Copy only the lines from the one containing "Expected output: for each instance of the white road" through the end of the items, both ends included, and swap "white road marking" for "painted lane marking" while keeping all other text as it stands.

→ Input records
- - -
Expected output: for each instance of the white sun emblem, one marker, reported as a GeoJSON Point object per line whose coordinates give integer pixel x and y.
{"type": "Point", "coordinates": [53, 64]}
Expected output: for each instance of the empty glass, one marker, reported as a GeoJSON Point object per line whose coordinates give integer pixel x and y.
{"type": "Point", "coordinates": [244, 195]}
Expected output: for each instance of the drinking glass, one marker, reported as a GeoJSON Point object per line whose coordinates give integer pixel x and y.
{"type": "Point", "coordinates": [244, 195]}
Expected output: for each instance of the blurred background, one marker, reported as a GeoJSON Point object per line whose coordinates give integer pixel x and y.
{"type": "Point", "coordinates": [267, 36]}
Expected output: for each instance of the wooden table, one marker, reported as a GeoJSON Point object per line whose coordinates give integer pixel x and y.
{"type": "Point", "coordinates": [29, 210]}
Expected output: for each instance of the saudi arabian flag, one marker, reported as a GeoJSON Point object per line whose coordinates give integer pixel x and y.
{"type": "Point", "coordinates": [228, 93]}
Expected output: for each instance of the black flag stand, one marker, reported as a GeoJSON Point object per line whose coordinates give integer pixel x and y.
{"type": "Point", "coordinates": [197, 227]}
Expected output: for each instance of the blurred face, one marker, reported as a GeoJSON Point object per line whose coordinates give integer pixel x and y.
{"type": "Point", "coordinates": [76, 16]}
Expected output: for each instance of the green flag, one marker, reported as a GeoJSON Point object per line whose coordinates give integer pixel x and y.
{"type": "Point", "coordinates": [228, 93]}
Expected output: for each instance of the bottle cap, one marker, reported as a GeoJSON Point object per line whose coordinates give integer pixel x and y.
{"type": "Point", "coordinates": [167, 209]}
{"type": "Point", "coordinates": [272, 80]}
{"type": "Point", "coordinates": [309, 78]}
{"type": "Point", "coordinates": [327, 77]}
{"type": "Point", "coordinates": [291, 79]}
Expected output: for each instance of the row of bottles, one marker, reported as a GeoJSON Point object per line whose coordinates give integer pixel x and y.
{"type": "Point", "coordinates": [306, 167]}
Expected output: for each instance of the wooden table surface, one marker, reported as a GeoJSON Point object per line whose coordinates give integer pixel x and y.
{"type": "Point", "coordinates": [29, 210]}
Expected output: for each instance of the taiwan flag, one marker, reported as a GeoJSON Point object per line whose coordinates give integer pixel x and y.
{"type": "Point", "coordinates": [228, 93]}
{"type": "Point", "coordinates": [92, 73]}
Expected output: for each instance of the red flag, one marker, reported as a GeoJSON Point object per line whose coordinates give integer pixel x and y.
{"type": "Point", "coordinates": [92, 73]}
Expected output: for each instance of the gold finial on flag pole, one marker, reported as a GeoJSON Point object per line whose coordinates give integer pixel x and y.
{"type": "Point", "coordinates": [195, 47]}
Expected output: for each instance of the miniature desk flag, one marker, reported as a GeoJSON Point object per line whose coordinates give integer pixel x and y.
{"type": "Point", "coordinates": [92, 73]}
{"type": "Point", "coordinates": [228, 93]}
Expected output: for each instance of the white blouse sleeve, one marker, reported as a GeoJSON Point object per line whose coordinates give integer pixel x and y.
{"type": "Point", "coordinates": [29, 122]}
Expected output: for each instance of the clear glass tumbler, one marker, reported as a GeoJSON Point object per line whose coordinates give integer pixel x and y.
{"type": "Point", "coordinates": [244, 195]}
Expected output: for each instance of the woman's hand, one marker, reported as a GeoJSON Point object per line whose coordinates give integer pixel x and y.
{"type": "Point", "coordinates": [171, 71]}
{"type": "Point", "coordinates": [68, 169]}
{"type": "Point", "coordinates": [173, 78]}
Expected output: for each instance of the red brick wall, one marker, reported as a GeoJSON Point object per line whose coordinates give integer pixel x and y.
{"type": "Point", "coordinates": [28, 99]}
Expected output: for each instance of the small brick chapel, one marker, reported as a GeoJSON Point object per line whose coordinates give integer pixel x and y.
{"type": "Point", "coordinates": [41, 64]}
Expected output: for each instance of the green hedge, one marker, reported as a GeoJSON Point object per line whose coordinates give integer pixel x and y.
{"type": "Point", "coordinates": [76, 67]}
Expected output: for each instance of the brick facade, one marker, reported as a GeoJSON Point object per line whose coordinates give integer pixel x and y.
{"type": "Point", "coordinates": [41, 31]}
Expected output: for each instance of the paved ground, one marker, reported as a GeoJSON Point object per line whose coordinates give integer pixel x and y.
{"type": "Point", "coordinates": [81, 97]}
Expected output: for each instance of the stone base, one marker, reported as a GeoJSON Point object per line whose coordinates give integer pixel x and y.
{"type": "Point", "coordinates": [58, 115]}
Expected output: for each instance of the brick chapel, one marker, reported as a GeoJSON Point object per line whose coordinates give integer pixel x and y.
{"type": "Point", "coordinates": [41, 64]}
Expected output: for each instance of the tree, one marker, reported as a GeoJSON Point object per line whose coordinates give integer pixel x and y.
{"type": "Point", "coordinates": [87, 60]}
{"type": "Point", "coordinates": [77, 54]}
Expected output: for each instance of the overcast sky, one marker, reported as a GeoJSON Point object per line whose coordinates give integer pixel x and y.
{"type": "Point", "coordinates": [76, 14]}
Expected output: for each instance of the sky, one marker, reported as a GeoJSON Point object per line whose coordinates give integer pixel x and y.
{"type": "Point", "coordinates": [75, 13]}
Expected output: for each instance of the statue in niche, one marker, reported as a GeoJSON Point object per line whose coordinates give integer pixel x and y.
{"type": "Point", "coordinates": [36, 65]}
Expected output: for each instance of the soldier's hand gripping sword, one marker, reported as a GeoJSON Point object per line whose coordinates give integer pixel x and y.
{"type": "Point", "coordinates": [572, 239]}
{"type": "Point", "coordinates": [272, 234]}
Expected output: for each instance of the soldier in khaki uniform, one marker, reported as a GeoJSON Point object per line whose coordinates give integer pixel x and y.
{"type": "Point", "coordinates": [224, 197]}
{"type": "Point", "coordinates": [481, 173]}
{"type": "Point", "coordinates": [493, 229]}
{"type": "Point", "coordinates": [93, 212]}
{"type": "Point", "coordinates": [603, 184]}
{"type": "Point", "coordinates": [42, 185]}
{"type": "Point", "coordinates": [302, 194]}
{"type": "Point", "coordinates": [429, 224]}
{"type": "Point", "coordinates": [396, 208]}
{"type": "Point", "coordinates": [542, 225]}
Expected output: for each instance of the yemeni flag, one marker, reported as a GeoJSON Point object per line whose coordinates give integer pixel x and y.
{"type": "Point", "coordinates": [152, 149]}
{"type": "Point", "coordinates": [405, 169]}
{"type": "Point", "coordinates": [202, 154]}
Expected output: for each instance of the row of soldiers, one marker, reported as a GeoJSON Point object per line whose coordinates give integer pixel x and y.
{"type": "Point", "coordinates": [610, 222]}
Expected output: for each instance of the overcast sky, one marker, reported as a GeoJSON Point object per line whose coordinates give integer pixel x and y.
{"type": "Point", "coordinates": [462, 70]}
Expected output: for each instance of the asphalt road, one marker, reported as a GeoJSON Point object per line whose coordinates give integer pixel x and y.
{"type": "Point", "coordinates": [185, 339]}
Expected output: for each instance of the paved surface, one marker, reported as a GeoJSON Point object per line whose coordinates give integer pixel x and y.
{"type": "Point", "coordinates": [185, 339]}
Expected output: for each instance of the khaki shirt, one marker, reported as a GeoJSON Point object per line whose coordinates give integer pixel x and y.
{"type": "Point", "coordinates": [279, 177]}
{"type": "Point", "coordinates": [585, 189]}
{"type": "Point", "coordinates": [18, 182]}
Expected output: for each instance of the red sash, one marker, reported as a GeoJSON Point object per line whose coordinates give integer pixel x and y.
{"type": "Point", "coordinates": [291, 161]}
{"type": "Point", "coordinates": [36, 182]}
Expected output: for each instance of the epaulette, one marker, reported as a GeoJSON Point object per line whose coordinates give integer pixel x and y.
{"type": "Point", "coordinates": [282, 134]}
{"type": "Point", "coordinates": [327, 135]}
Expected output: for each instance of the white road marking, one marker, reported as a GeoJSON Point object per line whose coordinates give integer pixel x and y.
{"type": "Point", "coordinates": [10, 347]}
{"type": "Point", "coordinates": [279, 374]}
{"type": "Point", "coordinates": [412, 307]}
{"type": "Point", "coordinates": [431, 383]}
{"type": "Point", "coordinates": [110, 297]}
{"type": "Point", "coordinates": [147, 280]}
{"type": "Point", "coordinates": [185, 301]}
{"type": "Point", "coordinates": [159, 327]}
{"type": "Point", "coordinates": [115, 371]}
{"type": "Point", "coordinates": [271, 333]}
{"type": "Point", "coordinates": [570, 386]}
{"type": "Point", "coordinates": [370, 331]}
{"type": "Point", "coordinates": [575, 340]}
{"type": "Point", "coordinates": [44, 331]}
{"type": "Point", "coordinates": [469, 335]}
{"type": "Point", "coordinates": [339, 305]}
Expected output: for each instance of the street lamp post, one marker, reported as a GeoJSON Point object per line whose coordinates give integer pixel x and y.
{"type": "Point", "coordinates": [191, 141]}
- - -
→ Expected answer
Expected output: for each instance of the painted lane marking, one marker, reported as a GeoJSON Point object per line whose coordinates give integer pixel x and y.
{"type": "Point", "coordinates": [10, 347]}
{"type": "Point", "coordinates": [279, 374]}
{"type": "Point", "coordinates": [412, 307]}
{"type": "Point", "coordinates": [431, 383]}
{"type": "Point", "coordinates": [110, 297]}
{"type": "Point", "coordinates": [147, 280]}
{"type": "Point", "coordinates": [185, 301]}
{"type": "Point", "coordinates": [159, 327]}
{"type": "Point", "coordinates": [115, 371]}
{"type": "Point", "coordinates": [271, 333]}
{"type": "Point", "coordinates": [570, 386]}
{"type": "Point", "coordinates": [370, 331]}
{"type": "Point", "coordinates": [575, 340]}
{"type": "Point", "coordinates": [44, 331]}
{"type": "Point", "coordinates": [469, 335]}
{"type": "Point", "coordinates": [339, 305]}
Expected output: for each instance of the street lamp post, one marker, reported as a GeoJSON Point object per line whose coordinates give integer pixel x and y.
{"type": "Point", "coordinates": [191, 141]}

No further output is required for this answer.